排序3-归并排序

基本思想

归并排序（Merge Sort）完全遵循上述分治法三个步骤：
1、分解：将要排序的n个元素的序列分解成两个具有n/2个元素的子序列；
2、解决：使用归并排序分别递归地排序两个子序列；
3、合并：合并两个已排序的子序列，产生原问题的解。
所以说归并排序一种分治算法的典型应用。
归并排序过程动态演示

代码实现

void merge_array(int arr[], int tmp[], int Left, int mid, int Right)
{
    assert(arr && Left >= 0 && Left <= mid && mid <= Right);
    int i = Left;
    int j = mid + 1;
    int index = 0;

    while(i <= mid && j <= Right)
    {
        if(arr[i] <= arr[j])
            tmp[index++] = arr[i++];
        else
            tmp[index++] = arr[j++];
    }

    while(i <= mid) //拷贝剩下的左半部分
        tmp[index++] = arr[i++];

    while(j <= Right)  //拷贝剩下的右半部分
        tmp[index++] = arr[j++];

    memcpy(arr + Left, tmp, (Right - Left + 1) * sizeof(int)); 
}
void merge_sort(int arr[], int tmp[], int Left, int Right)
{
    assert(arr && Left >= 0);
    int mid;

    if(Left < Right)
    {
        mid = (Left + Right) / 2;
        merge_sort(arr, tmp, Left, mid);
        merge_sort(arr, tmp, mid + 1, Right);
        merge_array(arr, tmp, Left, mid, Right);
    }

}

void Merge_Sort(int arr[], int len)
{
    assert(arr && len);
    int *tmp_arr;
    //tmp_arr = (int *)malloc(len * sizeof(int));
    tmp_arr = new int[len];

    merge_sort(arr, tmp_arr, 0, len - 1);

    delete[] tmp_arr;

}

测试程序

#include <iostream>
#include <cstring>
#include <ctime>
#include <cmath>
using namespace std;


#define ArraySize 100000


void swap(int *x, int *y)
{
    int temp;
    temp = *x;
    *x   = *y;
    *y   = temp;
}

void Bubble_sort(int arr[], int len)
{
    for(int i = 0; i < len; i ++)
    {
        for(int j = i + 1; j < len; j ++)
            if(arr[i] > arr[j])
                swap(arr[i], arr[j]);
    }
}

void Bubble_sort1(int arr[], int len)
{
    for(int i = 0; i < len; i ++)
    {
        for(int j = len - 1; j >= i; j --)
        {
            if(arr[i] > arr[j])

待完成任务:
1) 根据这篇讲归并排序的文章，分治法的“分解”步骤要把n个元素的序列分解成什么？
2) 请从归并排序这篇文章中含有“while(i <= mid)”的地方开始，一字不改地输出原文，到“if(Left < Right)”为止。
这些记录与此处的内容毫无关系。

数据集记录:
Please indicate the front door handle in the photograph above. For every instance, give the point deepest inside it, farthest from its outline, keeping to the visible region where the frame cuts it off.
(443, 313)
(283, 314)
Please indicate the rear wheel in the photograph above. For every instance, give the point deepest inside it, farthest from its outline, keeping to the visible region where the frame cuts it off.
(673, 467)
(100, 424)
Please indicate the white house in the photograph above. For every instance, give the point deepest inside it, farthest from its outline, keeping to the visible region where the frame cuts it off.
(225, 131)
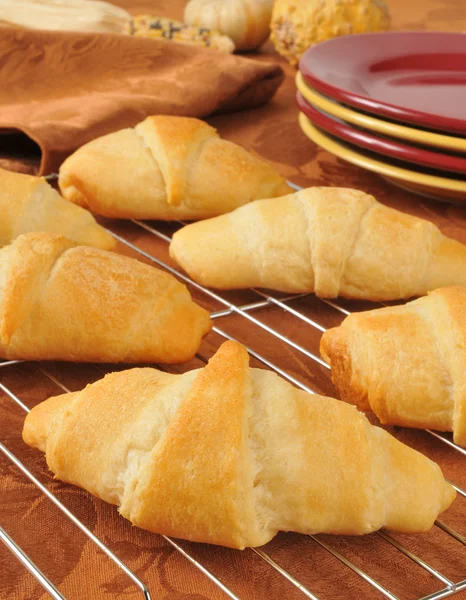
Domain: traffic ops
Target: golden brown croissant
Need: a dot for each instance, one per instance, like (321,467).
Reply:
(231,455)
(66,302)
(405,363)
(166,168)
(29,204)
(331,241)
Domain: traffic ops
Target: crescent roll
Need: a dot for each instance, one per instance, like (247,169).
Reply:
(231,455)
(59,301)
(407,363)
(331,241)
(30,204)
(166,168)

逐题解答:
1) 分解成两个具有n/2个元素的子序列。

2)
while(i <= mid) //拷贝剩下的左半部分
        tmp[index++] = arr[i++];

    while(j <= Right)  //拷贝剩下的右半部分
        tmp[index++] = arr[j++];

    memcpy(arr + Left, tmp, (Right - Left + 1) * sizeof(int)); 
}
void merge_sort(int arr[], int tmp[], int Left, int Right)
{
    assert(arr && Left >= 0);
    int mid;

    if(Left < Right)